## Document extract
+--

Building a minimal Scheme Interpreter in Rust
One of my main technical interests is programming languages and compilers. I have read a decent amount of material on the subject. Recently, I decided to put my knowledge into practice by building a simple language interpreter.
By the end of this guide we’ll have a minimal, working interpreter for a small subset of the Scheme programming language.
Note: This guide assumes that you’re relatively comfortable with Rust.
All source code for this guide is available on GitHub.
What is Scheme?
Scheme is a dialect of the Lisp programming language. In Scheme (just like in other Lisp dialects), programs consist purely of expressions. These expressions are technically known as S-Expressions.
An S-Expression (Symbolic Expression) is basically a list wrapped in parentheses with spaces between elements:
> (+ 1 2 3)
This is why everything in Lisp is usually considered to be a list. In fact, the name Lisp is an acronym for LISt Processing.
Other Lisp dialects are Common Lisp, Racket, and Clojure.
Syntax and Semantics of A Scheme Program
Scheme syntax is much simpler compared to most other programming languages:
- As we’ve already mentioned, Scheme programs consist solely of expressions. There is no distinction between a statement and an expression.
- Numbers (e.g. 10) and symbols (e.g. X) are called atomic expressions; they cannot be broken into smaller pieces. In Scheme, operators such as +, /, and > are symbols too.
- Everything else is a list expression, i.e. an “(“, followed by zero or more expressions, followed by a “)”. The first element of the list determines its syntactic meaning:
- A list starting with a keyword, e.g. (if …), is a special form; the meaning depends on the keyword.
- A list starting with a non-keyword, e.g. (fn …), is a function call.
You can read more about the syntax rules of Scheme programs from Peter Norvig’s excellent article.
The Structure of A Language Interpreter
At a high level, a language interpreter has the following parts:
- The lexer (sometimes called a scanner), takes in the program source code and breaks it up into a series of tokens.
- The parser takes in tokens from the lexer and creates an abstract syntax tree (AST).
- The evaluator evaluates the AST and produces the final result of the program.
With the preliminaries out of the way, let’s get started.
This guide is divided into seven steps:
- Step 1 - Initialize a new project
- Step 2 - Lexical Analysis
- Step 3 - Parsing
- Step 4 - Evaluation
- Step 5 - Create a REPL
- Step 6 - Run the program
- Step 7 - Add tests
Step 1: Initialize a new project
Create a new Rust project by running the following in your shell:
$ cargo new rustyscm
$ cd rustyscm
The rustyscm
directory will have the following file structure:
.

+--

## Directions
#1 In the Scheme interpreter guide, what does the name Lisp stand for?
#2 Condense the paragraph of the Scheme interpreter guide that begins "Scheme is a dialect of the Lisp programming language" into one shorter sentence that keeps its main facts.
#3 Reproduce the Scheme interpreter guide word for word, starting at the words "- Numbers (e.g." and stopping after "Norvig’s excellent article.".

## Information supplied
+--

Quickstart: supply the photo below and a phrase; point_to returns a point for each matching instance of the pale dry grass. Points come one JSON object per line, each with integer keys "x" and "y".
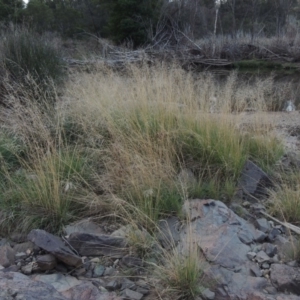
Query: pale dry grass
{"x": 152, "y": 122}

+--

## Solution set
#1 LISt Processing.

#2 Scheme, a Lisp dialect, builds its programs entirely from expressions, technically called S-Expressions.

#3
- Numbers (e.g. 10) and symbols (e.g. X) are called atomic expressions; they cannot be broken into smaller pieces. In Scheme, operators such as +, /, and > are symbols too.
- Everything else is a list expression, i.e. an “(“, followed by zero or more expressions, followed by a “)”. The first element of the list determines its syntactic meaning:
- A list starting with a keyword, e.g. (if …), is a special form; the meaning depends on the keyword.
- A list starting with a non-keyword, e.g. (fn …), is a function call.
You can read more about the syntax rules of Scheme programs from Peter Norvig’s excellent article.